**DIRECTIVE:**
Starting at the line that contains "In the photo above, where can the red chili", copy each line through the end of the listing below. Include both ends and output nothing more.

**Stored data entries:**

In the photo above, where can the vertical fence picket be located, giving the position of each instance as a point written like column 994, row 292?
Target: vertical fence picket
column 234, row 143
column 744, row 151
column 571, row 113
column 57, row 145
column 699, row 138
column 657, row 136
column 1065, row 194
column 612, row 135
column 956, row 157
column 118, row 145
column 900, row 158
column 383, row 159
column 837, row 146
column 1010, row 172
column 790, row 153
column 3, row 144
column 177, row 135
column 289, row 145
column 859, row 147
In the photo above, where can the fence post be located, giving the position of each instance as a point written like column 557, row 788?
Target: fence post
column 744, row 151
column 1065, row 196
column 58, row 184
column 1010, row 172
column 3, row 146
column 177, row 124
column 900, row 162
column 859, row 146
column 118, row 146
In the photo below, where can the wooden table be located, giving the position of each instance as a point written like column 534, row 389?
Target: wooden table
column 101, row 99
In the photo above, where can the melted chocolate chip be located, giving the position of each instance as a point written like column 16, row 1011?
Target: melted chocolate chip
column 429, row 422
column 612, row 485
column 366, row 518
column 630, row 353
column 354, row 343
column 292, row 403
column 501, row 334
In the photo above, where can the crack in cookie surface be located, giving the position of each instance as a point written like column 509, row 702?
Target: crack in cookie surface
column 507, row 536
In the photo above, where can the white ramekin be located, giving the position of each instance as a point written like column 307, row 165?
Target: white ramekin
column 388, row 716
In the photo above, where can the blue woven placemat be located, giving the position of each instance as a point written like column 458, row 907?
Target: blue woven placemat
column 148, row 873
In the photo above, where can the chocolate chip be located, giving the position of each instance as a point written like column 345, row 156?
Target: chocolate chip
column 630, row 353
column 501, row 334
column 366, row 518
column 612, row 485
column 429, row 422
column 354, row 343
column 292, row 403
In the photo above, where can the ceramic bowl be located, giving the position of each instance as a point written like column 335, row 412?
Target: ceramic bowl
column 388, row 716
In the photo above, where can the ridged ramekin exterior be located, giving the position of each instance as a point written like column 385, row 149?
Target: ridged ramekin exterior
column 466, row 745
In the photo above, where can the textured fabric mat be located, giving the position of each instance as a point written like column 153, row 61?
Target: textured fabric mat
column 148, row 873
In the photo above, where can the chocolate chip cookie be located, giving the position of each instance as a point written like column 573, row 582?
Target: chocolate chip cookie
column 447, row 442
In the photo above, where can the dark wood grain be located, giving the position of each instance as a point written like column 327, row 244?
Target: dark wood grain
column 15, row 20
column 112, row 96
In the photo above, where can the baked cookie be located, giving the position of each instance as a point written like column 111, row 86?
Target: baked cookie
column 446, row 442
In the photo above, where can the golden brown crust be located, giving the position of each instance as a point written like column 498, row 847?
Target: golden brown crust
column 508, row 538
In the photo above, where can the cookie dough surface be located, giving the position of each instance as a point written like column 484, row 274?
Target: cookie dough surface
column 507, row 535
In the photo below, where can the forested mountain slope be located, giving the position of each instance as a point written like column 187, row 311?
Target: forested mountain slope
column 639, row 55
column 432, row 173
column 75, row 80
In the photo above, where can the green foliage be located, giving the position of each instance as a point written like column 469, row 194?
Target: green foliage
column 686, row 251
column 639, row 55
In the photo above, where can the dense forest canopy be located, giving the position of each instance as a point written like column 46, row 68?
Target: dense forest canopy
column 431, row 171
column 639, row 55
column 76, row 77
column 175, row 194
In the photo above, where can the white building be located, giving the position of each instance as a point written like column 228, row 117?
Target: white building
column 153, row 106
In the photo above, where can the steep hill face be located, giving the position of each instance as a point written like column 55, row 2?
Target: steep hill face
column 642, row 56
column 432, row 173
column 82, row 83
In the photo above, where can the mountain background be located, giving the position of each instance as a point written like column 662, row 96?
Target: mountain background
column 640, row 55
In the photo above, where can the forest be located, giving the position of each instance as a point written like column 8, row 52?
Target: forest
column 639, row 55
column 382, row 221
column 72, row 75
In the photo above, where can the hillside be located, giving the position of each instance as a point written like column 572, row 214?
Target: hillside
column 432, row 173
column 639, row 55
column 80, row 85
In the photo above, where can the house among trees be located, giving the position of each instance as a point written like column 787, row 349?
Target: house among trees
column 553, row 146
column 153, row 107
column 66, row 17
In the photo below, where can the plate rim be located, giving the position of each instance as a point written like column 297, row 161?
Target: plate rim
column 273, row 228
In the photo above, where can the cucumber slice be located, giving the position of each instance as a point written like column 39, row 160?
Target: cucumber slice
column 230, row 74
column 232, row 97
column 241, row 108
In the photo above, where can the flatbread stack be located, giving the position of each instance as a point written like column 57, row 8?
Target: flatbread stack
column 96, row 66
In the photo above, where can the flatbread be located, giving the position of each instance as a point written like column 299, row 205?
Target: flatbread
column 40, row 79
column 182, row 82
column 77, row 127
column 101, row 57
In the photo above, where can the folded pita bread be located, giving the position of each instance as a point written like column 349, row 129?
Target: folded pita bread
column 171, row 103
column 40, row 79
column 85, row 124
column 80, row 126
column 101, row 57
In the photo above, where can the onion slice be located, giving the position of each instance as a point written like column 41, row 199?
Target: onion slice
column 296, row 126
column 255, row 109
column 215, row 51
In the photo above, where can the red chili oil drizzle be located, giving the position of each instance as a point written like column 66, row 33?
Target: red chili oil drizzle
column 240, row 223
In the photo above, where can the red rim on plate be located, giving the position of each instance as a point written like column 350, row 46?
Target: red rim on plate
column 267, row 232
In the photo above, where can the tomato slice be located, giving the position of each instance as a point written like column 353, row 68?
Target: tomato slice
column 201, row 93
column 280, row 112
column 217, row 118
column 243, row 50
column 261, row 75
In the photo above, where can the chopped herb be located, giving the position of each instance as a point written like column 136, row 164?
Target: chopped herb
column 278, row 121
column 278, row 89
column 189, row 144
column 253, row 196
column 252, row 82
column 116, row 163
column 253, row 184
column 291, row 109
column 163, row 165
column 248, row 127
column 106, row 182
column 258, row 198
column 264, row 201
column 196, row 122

**RIGHT ANSWER:**
In the photo above, where can the red chili oil drizzle be located, giving the position of each instance as a point written like column 66, row 33?
Target: red chili oil drizzle
column 240, row 223
In the photo above, where can the red rim on plate be located, giving the position of each instance as a point written like column 350, row 46?
Target: red rim on plate
column 267, row 232
In the photo above, where can the tomato slice be located, giving the position of each instance as a point written like column 353, row 68?
Target: tomato slice
column 201, row 93
column 280, row 112
column 217, row 118
column 243, row 50
column 261, row 75
In the photo above, where can the chopped herb be located, giving the position of each instance as a point written like column 136, row 164?
Target: chopped herb
column 278, row 121
column 278, row 89
column 189, row 144
column 253, row 196
column 252, row 82
column 116, row 163
column 253, row 184
column 291, row 109
column 163, row 165
column 248, row 127
column 106, row 182
column 258, row 198
column 264, row 201
column 196, row 122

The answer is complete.